EXERCISE REQUIREMENTS
Verbatim output of all the material below is required.

Records contained in a dataset
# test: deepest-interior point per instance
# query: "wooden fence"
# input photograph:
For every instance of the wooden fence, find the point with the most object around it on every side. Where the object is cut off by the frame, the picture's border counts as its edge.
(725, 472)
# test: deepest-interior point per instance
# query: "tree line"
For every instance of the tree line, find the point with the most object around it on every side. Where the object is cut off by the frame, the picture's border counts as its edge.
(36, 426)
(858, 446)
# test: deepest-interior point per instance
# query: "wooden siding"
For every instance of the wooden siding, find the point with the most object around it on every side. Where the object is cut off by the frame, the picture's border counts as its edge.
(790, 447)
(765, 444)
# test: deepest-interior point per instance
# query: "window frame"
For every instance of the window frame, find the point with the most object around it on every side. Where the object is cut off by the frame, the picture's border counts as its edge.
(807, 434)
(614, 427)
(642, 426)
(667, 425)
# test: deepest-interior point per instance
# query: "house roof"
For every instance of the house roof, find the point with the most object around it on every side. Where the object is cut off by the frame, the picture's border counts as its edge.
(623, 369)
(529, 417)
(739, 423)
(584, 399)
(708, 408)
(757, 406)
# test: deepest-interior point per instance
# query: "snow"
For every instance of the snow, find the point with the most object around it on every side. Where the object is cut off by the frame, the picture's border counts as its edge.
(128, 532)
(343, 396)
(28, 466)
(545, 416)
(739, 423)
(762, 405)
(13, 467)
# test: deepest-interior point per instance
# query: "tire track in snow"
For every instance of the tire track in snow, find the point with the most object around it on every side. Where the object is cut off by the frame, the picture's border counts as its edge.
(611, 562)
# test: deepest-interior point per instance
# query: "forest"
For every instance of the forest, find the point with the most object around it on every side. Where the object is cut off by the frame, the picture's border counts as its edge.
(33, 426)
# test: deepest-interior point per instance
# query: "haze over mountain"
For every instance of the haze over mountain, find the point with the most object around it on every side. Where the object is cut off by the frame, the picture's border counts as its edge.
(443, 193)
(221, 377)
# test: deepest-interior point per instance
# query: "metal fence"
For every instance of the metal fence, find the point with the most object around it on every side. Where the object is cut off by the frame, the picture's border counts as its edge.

ANSWER TO THE EXERCISE
# test: deepest-interior point per instance
# query: "wooden fence"
# input photograph:
For every instance of the wooden fence, find the point with the most object around it on every side. Where the object is cut off by the frame, the picture's border counts as its edge.
(725, 472)
# test: deepest-interior point per instance
# query: "tree line"
For every instance of the tree line, find the point with the most object around it on every side. Where the object is cut off by the frame, the picture's border counts as its edge.
(36, 426)
(858, 446)
# test: deepest-interior point per instance
# query: "wooden siding"
For every instance of the wooden siding, find the point with the most object around it on every side. Where the object is cut off by the frame, the picture's border counts as its edge.
(790, 447)
(765, 444)
# test: deepest-interior point per instance
# query: "window frame"
For every instance of the window frame, find the point with the most object around it on every side. Where the object is cut off by the frame, the picture's border counts as its edge.
(807, 434)
(614, 427)
(642, 426)
(667, 425)
# test: deepest-interior point per instance
# query: "house roof"
For every instance of the house roof, find the point with the most object around it on every side. Where the object is cut off by the frame, the picture's border counts as its edge.
(623, 369)
(529, 417)
(739, 423)
(584, 399)
(708, 408)
(757, 406)
# test: deepest-interior point per instance
# query: "snow"
For every instance of the snow, find the point with the most object around it on every side. Where the object is cut off by the frame, the picture's border counts as its edge.
(128, 532)
(343, 396)
(28, 466)
(545, 416)
(739, 423)
(762, 405)
(13, 467)
# test: deepest-interior point per instance
# query: "tire track in snow"
For every instance of the tire track in snow, find the point with the most object around it on every side. Where the object is cut off by the frame, the picture's border counts as its edge.
(611, 562)
# test: deepest-interior point per instance
# query: "forest"
For every instance of the forest, find the point with the most object around it on every side. Where the object is cut off by the frame, the picture's border counts as its edge.
(33, 426)
# test: deepest-interior point per instance
# query: "haze over mountain"
For every instance of the haze over mountain, find the point with the most object around it on every side. Where the object is cut off by the frame, the picture's border counts as its edge.
(443, 193)
(221, 377)
# test: deepest-interior point per instance
# query: "metal fence"
For every instance of the metal fence, find the point with the most object around it on every side. Where the object is cut off by the frame, the picture's border counts as its edge.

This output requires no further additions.